(Exercise input)
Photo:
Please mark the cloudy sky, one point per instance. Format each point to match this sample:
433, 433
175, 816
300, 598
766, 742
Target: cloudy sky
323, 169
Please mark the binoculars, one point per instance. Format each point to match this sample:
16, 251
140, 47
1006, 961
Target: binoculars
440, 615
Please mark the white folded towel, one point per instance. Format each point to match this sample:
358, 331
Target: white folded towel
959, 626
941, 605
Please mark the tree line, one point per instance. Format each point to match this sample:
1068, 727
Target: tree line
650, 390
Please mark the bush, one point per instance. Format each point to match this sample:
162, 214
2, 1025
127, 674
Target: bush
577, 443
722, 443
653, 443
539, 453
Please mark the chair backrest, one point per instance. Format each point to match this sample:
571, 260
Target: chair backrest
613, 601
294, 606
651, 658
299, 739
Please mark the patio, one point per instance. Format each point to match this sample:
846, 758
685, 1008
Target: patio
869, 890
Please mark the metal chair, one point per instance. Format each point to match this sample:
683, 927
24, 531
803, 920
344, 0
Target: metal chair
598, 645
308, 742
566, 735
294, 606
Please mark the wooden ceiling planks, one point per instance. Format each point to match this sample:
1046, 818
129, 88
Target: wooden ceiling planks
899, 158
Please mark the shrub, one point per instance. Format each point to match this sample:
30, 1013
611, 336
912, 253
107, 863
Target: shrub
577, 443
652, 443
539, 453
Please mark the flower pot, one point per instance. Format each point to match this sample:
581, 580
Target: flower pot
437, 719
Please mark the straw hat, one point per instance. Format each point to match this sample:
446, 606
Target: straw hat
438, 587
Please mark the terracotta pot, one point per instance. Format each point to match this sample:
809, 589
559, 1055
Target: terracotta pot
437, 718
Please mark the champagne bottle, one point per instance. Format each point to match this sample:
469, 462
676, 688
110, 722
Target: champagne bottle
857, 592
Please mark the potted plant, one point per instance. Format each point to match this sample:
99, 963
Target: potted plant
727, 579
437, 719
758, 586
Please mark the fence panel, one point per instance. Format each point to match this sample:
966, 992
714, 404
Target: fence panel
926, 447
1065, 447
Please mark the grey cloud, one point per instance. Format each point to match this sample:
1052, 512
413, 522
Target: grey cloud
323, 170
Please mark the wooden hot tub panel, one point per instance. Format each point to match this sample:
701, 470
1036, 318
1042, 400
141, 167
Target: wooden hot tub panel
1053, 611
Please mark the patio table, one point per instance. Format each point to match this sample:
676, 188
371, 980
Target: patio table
(End Exercise input)
* What you will do *
Start at the first line of the entries and stop at the line with "Please mark the metal". Retype each of those lines exactly, both ends included.

* Answer to the problem *
Photo:
Please mark the cloudy sky, one point per instance. Format each point to match this sample:
433, 433
175, 816
300, 598
766, 742
Target: cloudy sky
323, 169
Please mark the binoculars, one point per instance. Format each point to match this sample:
16, 251
140, 47
1006, 961
Target: binoculars
440, 615
Please mark the white folded towel, one point per instance. Format each point to match this sample:
358, 331
Target: white folded towel
959, 626
941, 605
Please mark the tree line, one point per instance. Format each point to match this sample:
1068, 727
Target: tree line
650, 390
Please mark the bush, one point per instance. Format each point to match this sample:
162, 214
2, 1025
127, 674
Target: bush
577, 443
722, 443
653, 443
539, 453
Please mark the chair backrest, one point per instance. Format each point to match this sample:
571, 260
Target: chair backrest
613, 601
294, 606
651, 658
299, 739
Please mark the patio, one point per instance. Format each point to match this sample:
846, 758
685, 1008
Target: patio
869, 890
Please mark the metal chair, one point per instance. Format each point to match this sample:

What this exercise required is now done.